Input for this task:
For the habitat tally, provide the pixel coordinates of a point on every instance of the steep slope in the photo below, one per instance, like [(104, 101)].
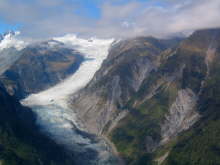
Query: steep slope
[(20, 140), (148, 93), (167, 102), (200, 145), (39, 66), (55, 117), (129, 62)]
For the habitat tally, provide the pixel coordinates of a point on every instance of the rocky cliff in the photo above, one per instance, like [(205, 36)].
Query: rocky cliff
[(148, 93), (38, 66), (129, 62), (20, 140)]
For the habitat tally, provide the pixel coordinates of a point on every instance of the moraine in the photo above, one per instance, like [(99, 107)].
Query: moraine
[(55, 117)]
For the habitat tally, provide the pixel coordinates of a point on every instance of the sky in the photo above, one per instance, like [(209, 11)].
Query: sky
[(108, 18)]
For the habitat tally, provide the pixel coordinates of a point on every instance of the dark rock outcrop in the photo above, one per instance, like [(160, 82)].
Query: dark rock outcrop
[(40, 66), (20, 139)]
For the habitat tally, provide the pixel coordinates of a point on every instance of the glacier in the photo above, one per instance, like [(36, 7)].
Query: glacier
[(54, 116)]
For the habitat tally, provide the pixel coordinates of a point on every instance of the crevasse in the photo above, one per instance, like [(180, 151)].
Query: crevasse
[(51, 106)]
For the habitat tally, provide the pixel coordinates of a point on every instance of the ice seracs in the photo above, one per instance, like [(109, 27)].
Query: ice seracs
[(51, 106)]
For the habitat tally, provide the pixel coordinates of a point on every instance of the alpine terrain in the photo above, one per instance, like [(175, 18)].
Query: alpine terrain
[(134, 101)]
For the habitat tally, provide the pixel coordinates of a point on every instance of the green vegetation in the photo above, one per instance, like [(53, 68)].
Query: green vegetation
[(143, 121), (201, 144), (20, 141)]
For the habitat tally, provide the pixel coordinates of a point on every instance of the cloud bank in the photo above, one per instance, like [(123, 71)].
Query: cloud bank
[(115, 18)]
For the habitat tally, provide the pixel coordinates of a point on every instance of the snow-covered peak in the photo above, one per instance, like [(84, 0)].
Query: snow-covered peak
[(10, 40), (89, 47)]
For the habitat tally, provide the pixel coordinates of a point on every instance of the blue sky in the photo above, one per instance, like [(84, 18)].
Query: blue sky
[(107, 18)]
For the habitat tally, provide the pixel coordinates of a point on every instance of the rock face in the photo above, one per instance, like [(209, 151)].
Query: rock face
[(148, 92), (182, 115), (25, 147), (39, 66), (129, 62)]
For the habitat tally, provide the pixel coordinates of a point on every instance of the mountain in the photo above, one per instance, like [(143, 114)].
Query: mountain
[(157, 100), (151, 101), (39, 66), (20, 141)]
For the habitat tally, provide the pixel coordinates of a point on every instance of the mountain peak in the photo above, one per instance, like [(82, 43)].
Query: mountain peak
[(9, 40)]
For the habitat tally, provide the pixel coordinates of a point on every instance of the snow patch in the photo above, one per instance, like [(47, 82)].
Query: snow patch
[(10, 40), (51, 106)]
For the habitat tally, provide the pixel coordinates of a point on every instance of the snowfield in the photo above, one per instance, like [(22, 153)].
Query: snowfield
[(51, 106)]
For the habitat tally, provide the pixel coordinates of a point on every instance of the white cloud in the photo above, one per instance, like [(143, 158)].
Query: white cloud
[(159, 18)]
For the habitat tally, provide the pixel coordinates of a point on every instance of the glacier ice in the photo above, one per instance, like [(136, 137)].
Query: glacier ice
[(10, 40), (51, 106)]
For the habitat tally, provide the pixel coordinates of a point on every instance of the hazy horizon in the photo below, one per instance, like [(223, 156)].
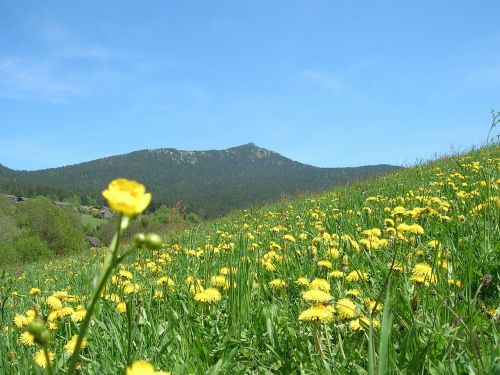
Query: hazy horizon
[(325, 83)]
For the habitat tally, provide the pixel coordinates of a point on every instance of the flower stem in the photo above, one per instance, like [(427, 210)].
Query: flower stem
[(109, 263), (50, 370)]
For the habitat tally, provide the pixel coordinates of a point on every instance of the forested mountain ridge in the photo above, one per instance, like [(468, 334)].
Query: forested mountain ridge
[(209, 183)]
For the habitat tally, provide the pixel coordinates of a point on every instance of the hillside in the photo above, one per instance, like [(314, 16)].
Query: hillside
[(209, 183), (408, 262)]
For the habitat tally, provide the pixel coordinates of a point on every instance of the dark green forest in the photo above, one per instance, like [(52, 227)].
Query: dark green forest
[(208, 183)]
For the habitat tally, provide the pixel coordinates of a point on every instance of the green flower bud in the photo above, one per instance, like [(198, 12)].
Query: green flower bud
[(153, 241), (139, 240)]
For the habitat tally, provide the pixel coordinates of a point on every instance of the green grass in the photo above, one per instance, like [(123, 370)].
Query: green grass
[(91, 221), (447, 324)]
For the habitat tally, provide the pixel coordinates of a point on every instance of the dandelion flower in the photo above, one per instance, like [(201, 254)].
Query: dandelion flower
[(34, 291), (127, 196), (20, 321), (337, 274), (208, 295), (422, 273), (320, 284), (54, 302), (78, 315), (277, 284), (356, 275), (302, 281), (317, 313), (40, 359), (121, 307), (316, 295), (165, 280)]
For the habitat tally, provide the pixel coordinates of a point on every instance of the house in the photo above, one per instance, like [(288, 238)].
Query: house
[(106, 213), (93, 209), (13, 199), (93, 241), (61, 204)]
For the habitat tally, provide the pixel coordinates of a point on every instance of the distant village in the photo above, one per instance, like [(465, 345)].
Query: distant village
[(98, 212), (101, 212)]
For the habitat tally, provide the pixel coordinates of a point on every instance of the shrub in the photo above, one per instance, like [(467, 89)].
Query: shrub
[(30, 248), (57, 227)]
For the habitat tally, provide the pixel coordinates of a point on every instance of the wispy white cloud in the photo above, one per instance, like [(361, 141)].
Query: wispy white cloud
[(488, 74), (323, 79), (24, 79), (64, 69)]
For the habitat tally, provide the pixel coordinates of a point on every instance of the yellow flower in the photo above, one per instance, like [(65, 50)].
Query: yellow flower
[(40, 359), (121, 307), (127, 196), (356, 275), (20, 321), (143, 368), (422, 273), (277, 284), (302, 281), (208, 295), (54, 303), (320, 284), (165, 280), (78, 315), (337, 274), (69, 348), (316, 295), (317, 312)]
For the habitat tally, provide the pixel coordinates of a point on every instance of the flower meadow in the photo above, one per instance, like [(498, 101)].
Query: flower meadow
[(397, 274)]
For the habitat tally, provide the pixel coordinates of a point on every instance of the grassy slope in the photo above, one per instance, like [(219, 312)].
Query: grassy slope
[(437, 328)]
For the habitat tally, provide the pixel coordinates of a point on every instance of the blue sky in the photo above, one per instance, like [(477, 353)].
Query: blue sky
[(328, 83)]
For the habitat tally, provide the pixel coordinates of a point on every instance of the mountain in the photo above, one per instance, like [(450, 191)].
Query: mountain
[(209, 183)]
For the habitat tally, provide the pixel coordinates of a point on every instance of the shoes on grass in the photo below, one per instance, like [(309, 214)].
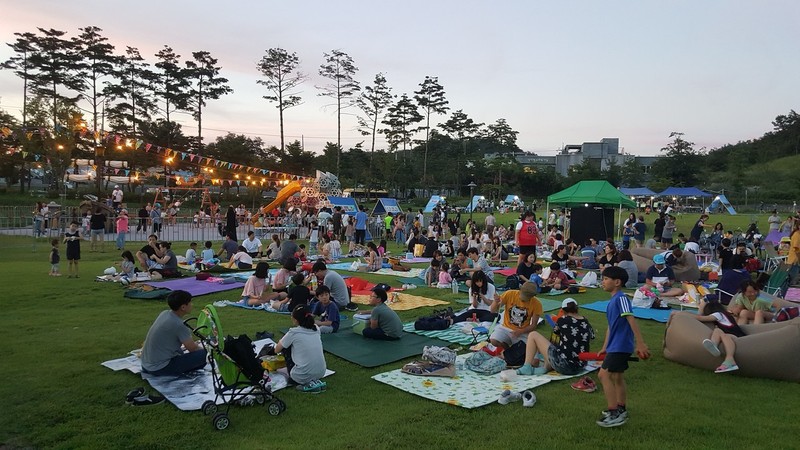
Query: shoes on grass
[(585, 384), (613, 418), (147, 400), (726, 367), (507, 397), (528, 399), (711, 347), (133, 394)]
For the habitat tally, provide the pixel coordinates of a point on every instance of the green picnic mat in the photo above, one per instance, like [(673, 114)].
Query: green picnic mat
[(372, 353), (547, 304), (159, 293)]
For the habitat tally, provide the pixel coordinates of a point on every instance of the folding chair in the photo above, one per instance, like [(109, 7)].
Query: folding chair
[(778, 282), (772, 258), (483, 331)]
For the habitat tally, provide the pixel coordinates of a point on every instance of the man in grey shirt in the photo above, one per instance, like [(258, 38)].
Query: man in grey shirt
[(288, 249), (162, 353), (336, 284)]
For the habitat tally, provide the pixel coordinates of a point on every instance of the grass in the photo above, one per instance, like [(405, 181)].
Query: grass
[(57, 331)]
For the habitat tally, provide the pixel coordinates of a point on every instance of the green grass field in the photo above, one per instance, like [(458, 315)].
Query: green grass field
[(57, 331)]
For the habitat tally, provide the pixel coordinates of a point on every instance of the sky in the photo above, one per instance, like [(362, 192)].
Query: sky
[(559, 72)]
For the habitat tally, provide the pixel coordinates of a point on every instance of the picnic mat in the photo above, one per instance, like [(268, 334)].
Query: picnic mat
[(415, 260), (467, 389), (454, 334), (188, 392), (547, 304), (404, 301), (372, 353), (659, 315), (194, 286)]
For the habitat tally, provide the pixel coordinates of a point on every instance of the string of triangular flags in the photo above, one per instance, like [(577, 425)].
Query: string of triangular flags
[(267, 177)]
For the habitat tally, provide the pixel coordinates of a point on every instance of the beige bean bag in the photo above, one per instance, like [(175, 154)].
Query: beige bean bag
[(685, 269), (768, 351)]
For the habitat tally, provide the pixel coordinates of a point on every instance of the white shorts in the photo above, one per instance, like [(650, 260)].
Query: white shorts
[(503, 334)]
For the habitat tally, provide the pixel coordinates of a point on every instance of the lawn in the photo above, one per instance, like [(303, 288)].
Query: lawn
[(56, 395)]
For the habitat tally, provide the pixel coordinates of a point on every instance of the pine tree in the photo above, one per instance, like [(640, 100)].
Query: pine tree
[(278, 68), (339, 68), (207, 85)]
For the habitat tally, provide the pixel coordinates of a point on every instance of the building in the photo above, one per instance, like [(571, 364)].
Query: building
[(600, 154)]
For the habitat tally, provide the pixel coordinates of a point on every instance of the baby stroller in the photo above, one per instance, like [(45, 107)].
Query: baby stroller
[(236, 372)]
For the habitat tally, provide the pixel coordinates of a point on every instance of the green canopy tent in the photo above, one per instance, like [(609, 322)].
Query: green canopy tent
[(593, 192)]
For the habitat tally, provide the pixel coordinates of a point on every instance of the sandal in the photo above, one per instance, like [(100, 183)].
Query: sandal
[(726, 367)]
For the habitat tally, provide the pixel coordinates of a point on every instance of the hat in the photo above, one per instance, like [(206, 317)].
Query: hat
[(527, 291)]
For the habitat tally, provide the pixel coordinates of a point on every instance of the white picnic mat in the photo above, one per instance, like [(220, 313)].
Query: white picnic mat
[(467, 389)]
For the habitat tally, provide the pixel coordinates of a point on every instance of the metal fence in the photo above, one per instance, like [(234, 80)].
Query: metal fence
[(19, 221)]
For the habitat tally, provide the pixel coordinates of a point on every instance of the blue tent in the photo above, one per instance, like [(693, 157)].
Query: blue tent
[(683, 192), (637, 192), (474, 203), (721, 201), (386, 205), (435, 199), (348, 204)]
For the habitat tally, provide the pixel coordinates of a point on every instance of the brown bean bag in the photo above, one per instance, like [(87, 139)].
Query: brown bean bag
[(768, 351), (685, 269)]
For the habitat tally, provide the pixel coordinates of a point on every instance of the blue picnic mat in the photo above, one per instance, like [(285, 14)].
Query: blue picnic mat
[(659, 315)]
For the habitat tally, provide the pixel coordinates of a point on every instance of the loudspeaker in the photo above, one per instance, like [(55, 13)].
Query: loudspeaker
[(591, 222)]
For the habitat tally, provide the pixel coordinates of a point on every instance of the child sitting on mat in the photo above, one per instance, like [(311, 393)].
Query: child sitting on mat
[(327, 311), (384, 324), (255, 289), (574, 333), (301, 346)]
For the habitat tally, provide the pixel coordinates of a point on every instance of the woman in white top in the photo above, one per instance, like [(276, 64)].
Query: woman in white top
[(241, 259), (481, 295)]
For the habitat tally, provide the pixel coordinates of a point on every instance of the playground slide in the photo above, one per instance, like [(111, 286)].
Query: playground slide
[(290, 189)]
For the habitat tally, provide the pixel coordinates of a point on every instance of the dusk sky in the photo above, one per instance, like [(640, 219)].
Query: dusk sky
[(558, 72)]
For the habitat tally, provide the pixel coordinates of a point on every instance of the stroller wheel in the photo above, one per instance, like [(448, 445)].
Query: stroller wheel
[(221, 421), (209, 408), (274, 408)]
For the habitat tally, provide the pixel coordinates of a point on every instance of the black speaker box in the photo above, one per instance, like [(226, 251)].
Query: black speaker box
[(591, 222)]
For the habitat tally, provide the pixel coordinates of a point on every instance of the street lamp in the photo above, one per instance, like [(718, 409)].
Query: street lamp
[(471, 187)]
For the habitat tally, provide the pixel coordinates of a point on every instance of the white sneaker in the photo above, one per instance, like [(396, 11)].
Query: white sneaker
[(507, 397), (711, 347), (528, 399)]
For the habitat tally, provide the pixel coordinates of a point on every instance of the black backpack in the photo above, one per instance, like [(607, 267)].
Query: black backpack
[(241, 351), (512, 282)]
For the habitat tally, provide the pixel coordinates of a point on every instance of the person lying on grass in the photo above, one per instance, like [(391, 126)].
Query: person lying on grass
[(521, 316), (747, 305), (726, 330), (162, 353), (574, 333), (301, 346), (384, 324), (662, 277), (255, 292)]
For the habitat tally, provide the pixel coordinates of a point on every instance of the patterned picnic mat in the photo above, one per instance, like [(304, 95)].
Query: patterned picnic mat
[(404, 301), (467, 389)]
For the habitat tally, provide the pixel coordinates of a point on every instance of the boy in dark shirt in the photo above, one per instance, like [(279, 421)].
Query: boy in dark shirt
[(299, 294)]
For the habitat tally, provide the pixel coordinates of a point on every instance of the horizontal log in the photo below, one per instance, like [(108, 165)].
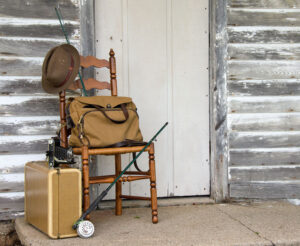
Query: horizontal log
[(278, 4), (264, 122), (263, 70), (270, 87), (263, 17), (16, 163), (275, 35), (271, 190), (42, 29), (29, 106), (16, 66), (42, 125), (264, 51), (270, 104), (22, 85), (24, 144), (273, 173), (240, 140), (12, 182), (40, 9), (268, 156), (11, 201), (30, 47)]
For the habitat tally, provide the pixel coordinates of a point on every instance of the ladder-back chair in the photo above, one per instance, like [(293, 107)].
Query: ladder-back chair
[(85, 151)]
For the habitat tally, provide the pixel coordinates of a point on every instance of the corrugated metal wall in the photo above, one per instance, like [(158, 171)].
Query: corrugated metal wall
[(263, 98), (28, 116)]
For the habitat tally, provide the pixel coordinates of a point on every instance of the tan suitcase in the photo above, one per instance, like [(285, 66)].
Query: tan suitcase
[(52, 198)]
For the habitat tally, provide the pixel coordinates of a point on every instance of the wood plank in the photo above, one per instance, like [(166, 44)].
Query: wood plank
[(270, 87), (258, 34), (278, 4), (42, 125), (262, 70), (272, 190), (24, 144), (16, 163), (271, 104), (12, 182), (13, 85), (29, 106), (263, 17), (34, 28), (265, 173), (16, 66), (25, 85), (45, 9), (264, 51), (268, 156), (30, 47), (240, 140), (264, 122), (11, 201)]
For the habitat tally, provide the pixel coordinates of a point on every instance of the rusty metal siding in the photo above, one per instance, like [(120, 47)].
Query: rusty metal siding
[(263, 98), (28, 116)]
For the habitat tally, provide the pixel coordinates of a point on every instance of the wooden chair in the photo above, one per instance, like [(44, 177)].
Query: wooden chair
[(85, 152)]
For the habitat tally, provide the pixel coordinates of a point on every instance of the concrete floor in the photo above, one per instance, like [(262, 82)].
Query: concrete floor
[(262, 223)]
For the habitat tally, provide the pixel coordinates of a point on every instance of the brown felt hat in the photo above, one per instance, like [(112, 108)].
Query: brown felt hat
[(60, 68)]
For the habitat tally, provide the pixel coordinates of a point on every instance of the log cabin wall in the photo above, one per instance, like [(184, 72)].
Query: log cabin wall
[(263, 82), (28, 116)]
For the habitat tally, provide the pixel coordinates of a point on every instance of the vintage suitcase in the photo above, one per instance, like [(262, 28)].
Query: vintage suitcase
[(52, 198)]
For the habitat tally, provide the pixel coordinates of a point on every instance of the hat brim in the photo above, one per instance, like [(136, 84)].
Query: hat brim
[(46, 84)]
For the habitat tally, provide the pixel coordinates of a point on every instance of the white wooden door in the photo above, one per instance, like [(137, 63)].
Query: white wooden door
[(161, 49)]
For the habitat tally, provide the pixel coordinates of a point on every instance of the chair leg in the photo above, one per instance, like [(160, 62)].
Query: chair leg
[(118, 185), (85, 177), (153, 185)]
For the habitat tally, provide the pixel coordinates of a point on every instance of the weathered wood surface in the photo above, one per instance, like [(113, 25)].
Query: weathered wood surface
[(16, 163), (240, 140), (11, 201), (275, 104), (275, 87), (218, 100), (26, 86), (35, 28), (29, 106), (24, 144), (263, 17), (30, 47), (12, 182), (273, 35), (42, 125), (267, 156), (263, 69), (263, 90), (41, 9), (264, 122), (265, 173), (274, 4), (17, 66), (272, 190), (264, 51)]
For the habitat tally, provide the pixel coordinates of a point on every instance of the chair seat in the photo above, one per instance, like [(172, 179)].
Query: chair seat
[(111, 151)]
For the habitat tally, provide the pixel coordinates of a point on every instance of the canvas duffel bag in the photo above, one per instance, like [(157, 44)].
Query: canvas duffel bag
[(102, 121)]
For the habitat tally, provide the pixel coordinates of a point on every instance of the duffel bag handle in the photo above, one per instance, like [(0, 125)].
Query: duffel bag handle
[(124, 110)]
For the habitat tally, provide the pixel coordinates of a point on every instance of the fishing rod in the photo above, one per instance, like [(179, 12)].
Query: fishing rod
[(85, 229), (59, 16)]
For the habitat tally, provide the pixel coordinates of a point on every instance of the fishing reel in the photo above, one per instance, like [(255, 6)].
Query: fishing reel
[(85, 229), (57, 155)]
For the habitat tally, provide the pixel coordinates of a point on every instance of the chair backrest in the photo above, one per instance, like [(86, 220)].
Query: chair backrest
[(89, 83)]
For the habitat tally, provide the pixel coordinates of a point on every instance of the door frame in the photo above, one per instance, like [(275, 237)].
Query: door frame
[(218, 100)]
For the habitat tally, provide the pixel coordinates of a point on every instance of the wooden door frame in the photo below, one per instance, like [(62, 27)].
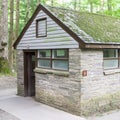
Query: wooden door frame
[(25, 69)]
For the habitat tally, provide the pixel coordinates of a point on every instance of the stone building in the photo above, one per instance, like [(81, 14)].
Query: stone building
[(70, 60)]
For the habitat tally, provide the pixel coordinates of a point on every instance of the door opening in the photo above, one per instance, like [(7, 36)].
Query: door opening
[(29, 75)]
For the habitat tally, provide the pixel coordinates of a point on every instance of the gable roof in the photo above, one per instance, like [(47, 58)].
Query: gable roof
[(88, 29)]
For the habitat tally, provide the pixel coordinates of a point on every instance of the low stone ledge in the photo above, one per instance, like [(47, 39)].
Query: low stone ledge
[(113, 71), (55, 72)]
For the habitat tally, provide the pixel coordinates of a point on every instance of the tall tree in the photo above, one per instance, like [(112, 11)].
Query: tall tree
[(4, 28), (11, 35), (52, 2), (109, 5), (75, 4), (27, 10), (17, 19), (102, 5)]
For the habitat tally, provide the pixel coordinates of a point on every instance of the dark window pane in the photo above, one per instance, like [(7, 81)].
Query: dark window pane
[(60, 64), (60, 54), (110, 64), (44, 53), (107, 53), (41, 27), (44, 63)]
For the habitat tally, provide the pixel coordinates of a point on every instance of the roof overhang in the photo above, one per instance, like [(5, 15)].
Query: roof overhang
[(82, 44)]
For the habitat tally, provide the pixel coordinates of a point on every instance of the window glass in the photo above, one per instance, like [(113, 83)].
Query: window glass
[(54, 59), (44, 53), (41, 27), (110, 53), (44, 63), (60, 54), (110, 58), (110, 64), (60, 64)]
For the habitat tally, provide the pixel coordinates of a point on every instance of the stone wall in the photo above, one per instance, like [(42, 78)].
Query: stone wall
[(20, 73), (100, 89), (61, 89)]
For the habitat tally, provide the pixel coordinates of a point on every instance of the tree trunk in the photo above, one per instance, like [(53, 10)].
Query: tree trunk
[(79, 4), (17, 19), (109, 5), (11, 35), (4, 29), (91, 6), (52, 3), (27, 11), (75, 4), (38, 2), (101, 5)]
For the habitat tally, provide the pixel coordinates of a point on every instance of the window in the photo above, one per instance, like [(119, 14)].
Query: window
[(41, 27), (54, 59), (111, 58)]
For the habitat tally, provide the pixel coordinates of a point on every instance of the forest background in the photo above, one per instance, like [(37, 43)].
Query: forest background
[(14, 14)]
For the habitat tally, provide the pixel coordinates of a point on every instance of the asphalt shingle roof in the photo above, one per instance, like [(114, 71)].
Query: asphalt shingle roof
[(90, 27)]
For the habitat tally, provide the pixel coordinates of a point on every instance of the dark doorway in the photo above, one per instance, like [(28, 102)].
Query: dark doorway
[(29, 75)]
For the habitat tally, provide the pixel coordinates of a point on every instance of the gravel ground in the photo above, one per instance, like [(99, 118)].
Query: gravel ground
[(6, 116)]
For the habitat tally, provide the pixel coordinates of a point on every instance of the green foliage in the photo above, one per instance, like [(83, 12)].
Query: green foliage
[(4, 66)]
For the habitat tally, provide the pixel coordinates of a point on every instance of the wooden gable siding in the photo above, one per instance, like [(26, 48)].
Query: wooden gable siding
[(56, 36)]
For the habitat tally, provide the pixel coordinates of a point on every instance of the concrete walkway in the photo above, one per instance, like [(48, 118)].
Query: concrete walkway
[(28, 109), (113, 115)]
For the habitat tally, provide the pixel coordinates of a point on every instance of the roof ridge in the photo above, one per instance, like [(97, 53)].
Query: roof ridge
[(72, 10)]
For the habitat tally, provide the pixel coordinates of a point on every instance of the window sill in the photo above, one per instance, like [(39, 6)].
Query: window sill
[(55, 72), (113, 71)]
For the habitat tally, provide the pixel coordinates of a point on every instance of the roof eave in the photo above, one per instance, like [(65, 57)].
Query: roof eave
[(101, 45)]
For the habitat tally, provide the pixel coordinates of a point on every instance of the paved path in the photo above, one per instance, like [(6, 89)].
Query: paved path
[(113, 115), (6, 116), (28, 109)]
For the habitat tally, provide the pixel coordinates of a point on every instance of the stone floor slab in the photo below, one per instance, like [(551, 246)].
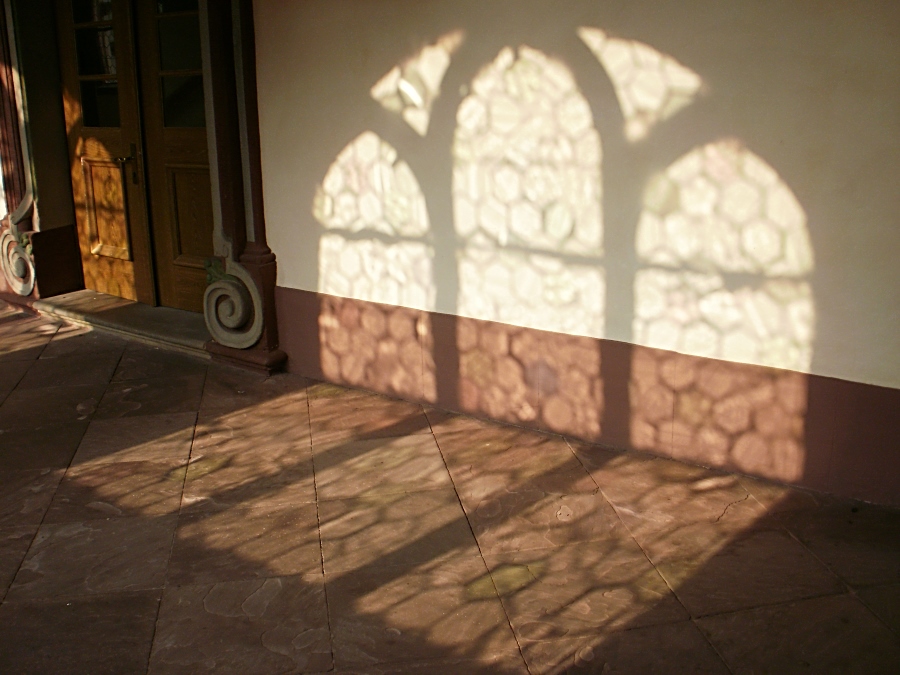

Request:
Begin at the line in the listing that contains "like [(205, 36)]." and stop after the line that contains "[(108, 18)]", then write out every line in that span again. Add 134 to each x and y value in the answer coordinates, and leave all other text, including the sample coordinates after "like", unchanged.

Output:
For the habitat tally, provide the pixel coordinates of a point on every instance of the rocky cliff in the photo above, one per instance, like [(205, 36)].
Query: rocky cliff
[(282, 227), (172, 200), (263, 196), (154, 274)]
For the habitat tally, provide the pixel coordinates of a point on every instance of the moraine in the photo above, one per instance, like [(99, 107)].
Query: moraine
[(189, 251)]
For the habitat tally, provide the pixel coordinates of a point on every instance of the sky in the photo above, one per instance, like [(209, 11)].
Query: sky
[(242, 152)]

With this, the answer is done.